──────── POTONGAN TEKS
Pemisahan hasil ekstraksi tumbuhan terutama dilakukan dengan salah satu atau gabungan dari beberapa teknik kromatografi. Pemilihan teknik kromatografi sebagian besar bergantung pada sifat kelarutan dan keatsirian senyawa-senyawa yang akan dipisahkan.
Kromatografi adalah suatu metode fisik untuk pemisahan yang didasarkan atas perbedaan afinitas senyawa-senyawa yang sedang dianalisis terhadap dua fasa yaitu fasa stasioner/fasa diam dan fasa mobil/fasa gerak.
Jadi, campuran senyawa-senyawa dapat mengalami adsorpsi dan desorpsi oleh fasa dalam secara berturut-turut sehingga secara berurutan fasa gerak juga akan melarutkan senyawa-senyawa tersebut dan proses pemisahan dapat terjadi karena campuran senyawa memiliki kelarutan yang berbeda di antara dua fasa tersebut.
Fasa diam yang digunakan dalam kromatografi dapat berupa zat padat juga berupa zat cair. Silika dan alumina merupakan contoh zat padat yang sering digunakan sebagai fasa diam berkat kemampuannya dalam mengadsorpsi bahan-bahan yang akan dipisahkan (sebagai adsorben).
────────────────
TANTANGAN —
A - Ringkaslah paragraf teks tentang kromatografi di atas yang diawali dengan "Fasa diam yang digunakan" menjadi daftar berbutir yang tetap memuat fakta-fakta utamanya.
B - Lanjutkan teks tentang kromatografi di atas, dimulai setelah kalimat terakhirnya.
──────── DATA MENTAH
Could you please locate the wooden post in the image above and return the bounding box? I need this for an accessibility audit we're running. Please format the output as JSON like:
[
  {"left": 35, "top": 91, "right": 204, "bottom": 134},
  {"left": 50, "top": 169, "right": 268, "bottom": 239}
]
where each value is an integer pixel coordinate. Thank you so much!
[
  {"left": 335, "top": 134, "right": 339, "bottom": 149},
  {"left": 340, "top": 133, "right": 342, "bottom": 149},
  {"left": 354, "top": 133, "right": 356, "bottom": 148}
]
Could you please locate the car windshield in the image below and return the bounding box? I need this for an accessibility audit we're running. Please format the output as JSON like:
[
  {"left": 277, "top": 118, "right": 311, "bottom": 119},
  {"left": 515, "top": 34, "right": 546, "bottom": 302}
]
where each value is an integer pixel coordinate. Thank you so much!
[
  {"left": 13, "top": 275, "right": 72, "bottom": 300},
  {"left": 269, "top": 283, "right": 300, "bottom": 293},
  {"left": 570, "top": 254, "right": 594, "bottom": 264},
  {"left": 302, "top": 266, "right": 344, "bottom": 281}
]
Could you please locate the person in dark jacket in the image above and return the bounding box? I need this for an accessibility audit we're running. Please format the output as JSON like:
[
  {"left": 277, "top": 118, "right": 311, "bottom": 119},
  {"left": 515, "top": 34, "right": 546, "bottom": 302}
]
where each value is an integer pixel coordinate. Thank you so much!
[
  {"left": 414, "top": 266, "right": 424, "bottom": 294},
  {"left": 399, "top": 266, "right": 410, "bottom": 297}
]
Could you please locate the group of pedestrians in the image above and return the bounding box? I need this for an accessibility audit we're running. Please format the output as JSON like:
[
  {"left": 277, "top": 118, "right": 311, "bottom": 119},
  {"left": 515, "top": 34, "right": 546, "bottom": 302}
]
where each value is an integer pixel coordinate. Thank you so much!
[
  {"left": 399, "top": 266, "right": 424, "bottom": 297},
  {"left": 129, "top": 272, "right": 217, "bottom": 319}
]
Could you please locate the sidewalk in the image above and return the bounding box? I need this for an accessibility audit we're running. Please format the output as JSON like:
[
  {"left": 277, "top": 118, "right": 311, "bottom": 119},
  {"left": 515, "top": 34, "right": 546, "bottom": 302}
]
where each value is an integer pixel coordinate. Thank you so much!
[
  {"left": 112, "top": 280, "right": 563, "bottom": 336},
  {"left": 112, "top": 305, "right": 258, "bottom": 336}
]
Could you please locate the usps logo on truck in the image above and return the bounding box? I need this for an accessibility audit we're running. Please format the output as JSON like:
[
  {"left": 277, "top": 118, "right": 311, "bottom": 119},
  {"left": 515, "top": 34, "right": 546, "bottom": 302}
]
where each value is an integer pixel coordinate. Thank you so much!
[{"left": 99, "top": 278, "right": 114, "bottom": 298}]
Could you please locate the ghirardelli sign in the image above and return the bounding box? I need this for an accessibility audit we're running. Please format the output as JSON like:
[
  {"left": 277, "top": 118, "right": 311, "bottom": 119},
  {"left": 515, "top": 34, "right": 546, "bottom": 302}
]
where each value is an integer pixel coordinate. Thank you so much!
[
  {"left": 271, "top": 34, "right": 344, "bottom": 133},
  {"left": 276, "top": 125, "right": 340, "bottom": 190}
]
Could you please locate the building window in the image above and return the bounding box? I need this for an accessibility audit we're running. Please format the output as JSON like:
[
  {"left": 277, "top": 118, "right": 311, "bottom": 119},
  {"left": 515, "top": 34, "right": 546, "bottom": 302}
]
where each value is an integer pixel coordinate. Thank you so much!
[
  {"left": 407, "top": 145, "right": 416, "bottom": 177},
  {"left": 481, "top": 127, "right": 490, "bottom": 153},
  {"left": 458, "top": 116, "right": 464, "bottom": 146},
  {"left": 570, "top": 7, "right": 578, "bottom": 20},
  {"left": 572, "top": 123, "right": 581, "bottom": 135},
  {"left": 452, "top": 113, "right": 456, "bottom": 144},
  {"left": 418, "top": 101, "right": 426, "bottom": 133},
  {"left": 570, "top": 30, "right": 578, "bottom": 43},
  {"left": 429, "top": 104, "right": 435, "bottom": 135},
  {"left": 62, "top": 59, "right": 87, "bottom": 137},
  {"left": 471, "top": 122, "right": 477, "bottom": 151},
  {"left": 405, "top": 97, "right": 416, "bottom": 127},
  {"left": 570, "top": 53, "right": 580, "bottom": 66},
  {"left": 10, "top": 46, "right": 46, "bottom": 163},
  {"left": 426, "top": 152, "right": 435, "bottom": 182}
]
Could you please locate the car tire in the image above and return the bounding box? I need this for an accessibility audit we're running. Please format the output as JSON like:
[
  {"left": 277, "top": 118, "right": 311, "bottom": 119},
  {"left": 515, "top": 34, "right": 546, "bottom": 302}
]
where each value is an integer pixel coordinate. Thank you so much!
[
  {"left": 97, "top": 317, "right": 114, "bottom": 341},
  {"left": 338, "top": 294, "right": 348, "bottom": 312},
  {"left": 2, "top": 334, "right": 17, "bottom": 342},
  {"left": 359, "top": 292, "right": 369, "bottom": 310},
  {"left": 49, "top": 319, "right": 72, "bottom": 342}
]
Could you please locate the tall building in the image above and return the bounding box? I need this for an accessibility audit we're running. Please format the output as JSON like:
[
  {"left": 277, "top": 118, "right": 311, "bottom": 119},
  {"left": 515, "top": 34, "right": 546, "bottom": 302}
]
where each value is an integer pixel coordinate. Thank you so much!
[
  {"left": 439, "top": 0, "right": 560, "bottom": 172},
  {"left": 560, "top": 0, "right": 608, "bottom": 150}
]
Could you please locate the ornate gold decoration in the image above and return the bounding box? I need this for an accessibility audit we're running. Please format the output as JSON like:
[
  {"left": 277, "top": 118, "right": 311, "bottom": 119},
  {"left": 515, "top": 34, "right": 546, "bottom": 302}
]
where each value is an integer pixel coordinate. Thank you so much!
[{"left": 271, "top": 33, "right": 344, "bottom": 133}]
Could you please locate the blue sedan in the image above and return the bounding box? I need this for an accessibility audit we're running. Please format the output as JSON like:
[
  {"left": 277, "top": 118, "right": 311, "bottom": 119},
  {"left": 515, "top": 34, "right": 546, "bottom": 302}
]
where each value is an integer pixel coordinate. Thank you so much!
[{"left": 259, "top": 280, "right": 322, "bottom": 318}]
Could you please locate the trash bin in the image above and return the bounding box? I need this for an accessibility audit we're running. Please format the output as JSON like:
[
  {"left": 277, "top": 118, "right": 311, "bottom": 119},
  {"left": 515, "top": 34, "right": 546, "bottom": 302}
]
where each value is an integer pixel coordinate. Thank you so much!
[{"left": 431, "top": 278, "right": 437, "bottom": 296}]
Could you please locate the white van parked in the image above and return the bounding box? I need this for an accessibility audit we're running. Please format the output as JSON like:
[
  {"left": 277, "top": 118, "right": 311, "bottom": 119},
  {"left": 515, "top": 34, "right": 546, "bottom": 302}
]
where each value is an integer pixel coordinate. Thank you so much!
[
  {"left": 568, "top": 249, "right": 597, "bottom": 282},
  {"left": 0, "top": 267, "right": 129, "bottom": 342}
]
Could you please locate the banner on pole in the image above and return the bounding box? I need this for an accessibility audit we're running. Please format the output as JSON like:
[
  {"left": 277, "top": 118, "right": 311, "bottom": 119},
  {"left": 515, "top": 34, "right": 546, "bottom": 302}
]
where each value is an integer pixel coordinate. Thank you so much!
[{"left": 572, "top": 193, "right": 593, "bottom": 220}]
────────────────
JAWABAN LATIHAN —
A -
- Fasa diam dalam kromatografi dapat berupa zat padat atau zat cair.
- Silika dan alumina merupakan contoh zat padat yang sering digunakan sebagai fasa diam.
- Keduanya dipakai karena mampu mengadsorpsi bahan-bahan yang akan dipisahkan, sehingga berfungsi sebagai adsorben.

B -
Keduanya dapat digunakan sebagai bahan pengisi kolom pada kromatografi kolom gravitasi, kromatografi tekanan tinggi dan juga sebagai bahab pembuat lapis tipis untuk KLT. Fasa diam dapat juga berupa zat cair dengan fasa pendukung yang berupa zat padat. Salah satu contoh adalah pada kromatografi kertas dimana fasa diamnya berupa air yang diadsorpsi oleh molekul-molekul selulosa pada kertas (kertas adalah fasa pendukung), sedangkan pada kromatografi gas fasa diam berupa zat padat yang dilekatkan pada kapiler yang stabil terhadap suhu dan fasa diam ini mempunyai pori dan ukuran yang sama.
Fasa gerak dapat berupa gas pada kromatografi gas, dapat juga berupa zat cair seperti pada kromatografi kertas, kromatografi lapis tipis atau kromatografi kolom. Jika fasa mobil berupa gas, maka dinamakan gas vektor/gas pembawa, sedangkan jika berupa zat cair dinamakan eluen/pelarut.
Berdasarkan keadaan/sifat fasa-fasa yang digunakan, dapat dibedakan beberapa jenis kromatografi, antara lain;
- Kromatografi cair-padat, dengan fasa gerak cair dan fasa diam padat
- Kromatografi gas-padat, dengan fasa gerak gas dan fasa diam padat
- Kromatografi cair-cair, dengan fasa gerak cair dan fasa diam cair
- Kromatografi gas-cair, dengan fasa gerak gas dan fasa diam cair
Kromatografi gas-padat dan kromatografi gas-cair sering disebut kromatografi gas (GC). Berdasarkan sifat fenomena yang terjadi pada pemisahan, dapat dibedakan dengan kromatografi adsorpsi, kromatografi partisi, kromatografi lapis penukar ion, kromatografi afinitas/filtrasi gel. Berdasarkan teknik pemisahan, dibedakan menjadi kromatografi lapis tipis (KLT), romatografi kertas, kromatografi kolom (KK), kromatografi gas, krmatografi cair bertekanan tinggi. Metode pemisahan yang sering digunakan adalah KLT dan KK.
1. Kromatografi Lapis Tipis (KLT)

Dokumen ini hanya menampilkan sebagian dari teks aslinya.